Material provided:
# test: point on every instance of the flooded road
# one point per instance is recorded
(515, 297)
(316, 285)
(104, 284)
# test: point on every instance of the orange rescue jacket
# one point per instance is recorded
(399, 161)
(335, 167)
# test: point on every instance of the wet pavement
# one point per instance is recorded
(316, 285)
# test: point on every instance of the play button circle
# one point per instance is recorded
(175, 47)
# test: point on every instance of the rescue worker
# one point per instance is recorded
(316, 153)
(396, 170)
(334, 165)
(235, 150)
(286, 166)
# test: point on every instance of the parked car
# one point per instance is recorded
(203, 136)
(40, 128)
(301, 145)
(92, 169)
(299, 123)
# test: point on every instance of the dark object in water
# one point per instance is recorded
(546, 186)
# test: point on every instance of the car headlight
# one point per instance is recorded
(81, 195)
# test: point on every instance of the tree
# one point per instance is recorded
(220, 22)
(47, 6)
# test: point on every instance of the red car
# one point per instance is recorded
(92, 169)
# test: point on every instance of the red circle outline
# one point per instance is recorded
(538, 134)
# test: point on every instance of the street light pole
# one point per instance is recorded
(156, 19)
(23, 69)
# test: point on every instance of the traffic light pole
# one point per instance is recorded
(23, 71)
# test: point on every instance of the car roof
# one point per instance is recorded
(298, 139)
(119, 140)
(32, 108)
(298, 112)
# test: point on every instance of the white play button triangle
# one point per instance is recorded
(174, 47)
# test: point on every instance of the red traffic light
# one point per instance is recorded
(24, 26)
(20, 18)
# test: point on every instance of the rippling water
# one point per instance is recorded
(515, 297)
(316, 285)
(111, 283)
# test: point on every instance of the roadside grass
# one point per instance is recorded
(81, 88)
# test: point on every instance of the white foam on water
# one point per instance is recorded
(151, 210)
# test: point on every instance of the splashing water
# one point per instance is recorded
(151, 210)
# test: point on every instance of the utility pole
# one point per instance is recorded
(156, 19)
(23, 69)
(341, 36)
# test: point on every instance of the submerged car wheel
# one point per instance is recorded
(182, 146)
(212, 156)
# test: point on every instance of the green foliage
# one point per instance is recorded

Problem statement:
A single number is the answer: how many lines of the entries above contain "pole"?

Output:
3